**Text**
A stucco building rose on the site. It was a cut above the usual Taco Bell, and even included a bell tower with faux bronze bell.
The years passed. Many diets went off track there. You could get a lot for a little at Taco Bell. And how about those refills?
Bell tower down
But the building was not wearing well. A couple of years ago, the bell tower was knocked down, along with the decorative arbour that lined the drive.
And then, last Wednesday, Taco Bell pulled out. Signs gone, doors locked.
It turns out the plug was pulled by a man in Waterloo named Barney Strassburger, of Twincorp Inc. He’s been in the food business some 45 years, and his father was at it before him.
"There are too many people in the restaurant business," he says, so he’s getting out. He’s had Pizza Hut, KFC and Taco Bell outlets from Windsor to Niagara to Parry Sound, and by the end of this year they will all be sold off.
He bought the Taco Bell at Main and Dundurn in 1998. And he shut it now because it just wasn’t performing anymore.
The lease is up on the land and building. It’s owned right now by a numbered Ontario company in Toronto. But Strassburger says the property has changed hands many times and he’s not sure what will happen on the site now. The parking lot is small, he says, and the congestion is high.
He is also shutting down Taco Bell outlets in St. Catharines, Welland, Kitchener and Brantford. He has just sold off 13 Taco Bells to a Richmond Hill company called Amlee Foods. It says it will keep operating the other two Taco Bells in Hamilton, on Upper James and Queenston.

**Data lines**

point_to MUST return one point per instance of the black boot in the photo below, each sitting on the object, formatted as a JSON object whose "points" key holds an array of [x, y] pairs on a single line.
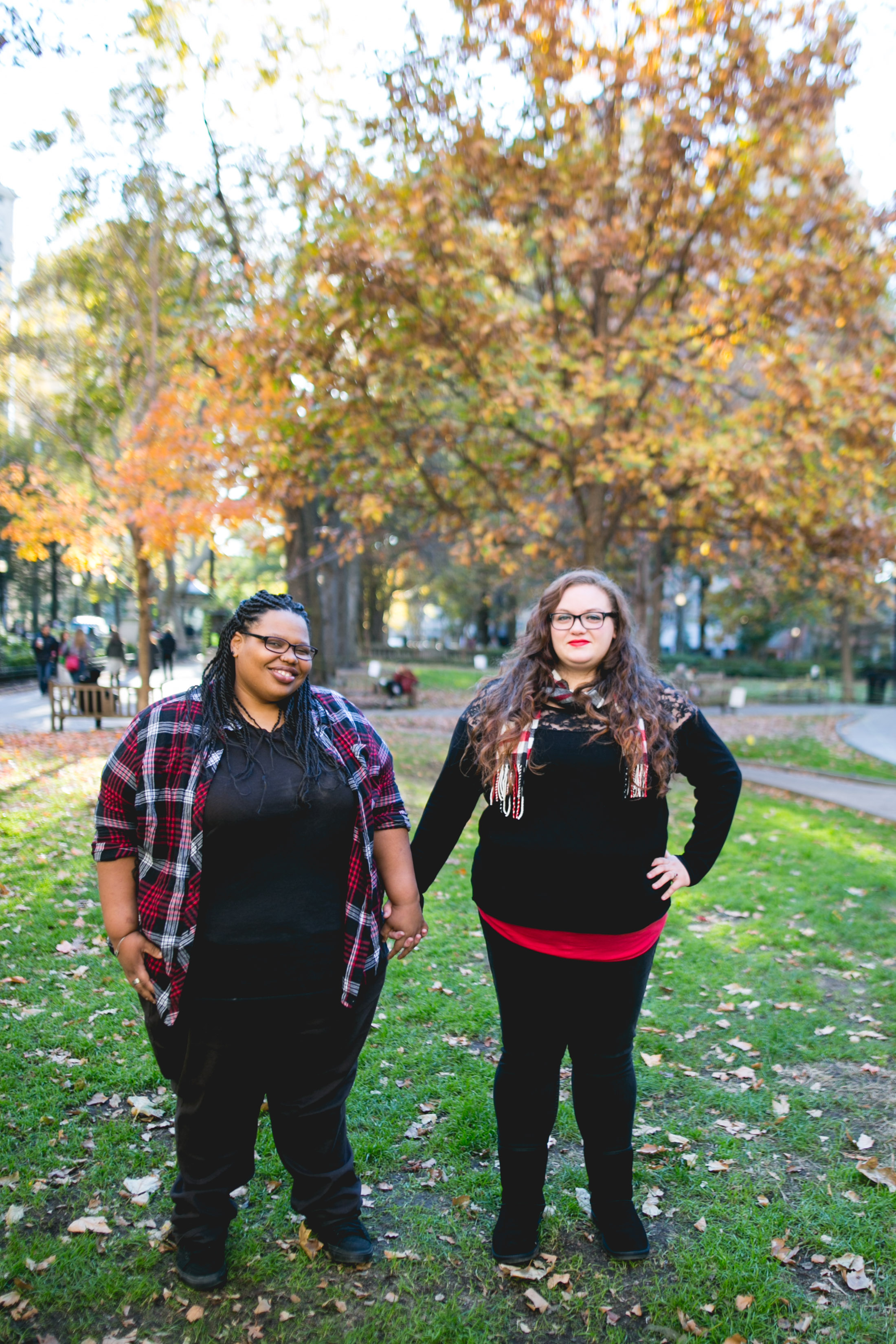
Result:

**Goals**
1 – Answer the following questions using the Taco Bell article.
(a) What kind of bell hung in the building's bell tower?
(b) In what year did Barney Strassburger buy the Taco Bell at Main and Dundurn?
(c) To which company did he sell 13 Taco Bells?
2 – Reproduce the stretch of the Taco Bell article from "And then, last" through "it before him.".

**Task results**
1 –
(a) A faux bronze bell.
(b) 1998.
(c) Amlee Foods, a Richmond Hill company.

2 –
And then, last Wednesday, Taco Bell pulled out. Signs gone, doors locked.
It turns out the plug was pulled by a man in Waterloo named Barney Strassburger, of Twincorp Inc. He’s been in the food business some 45 years, and his father was at it before him.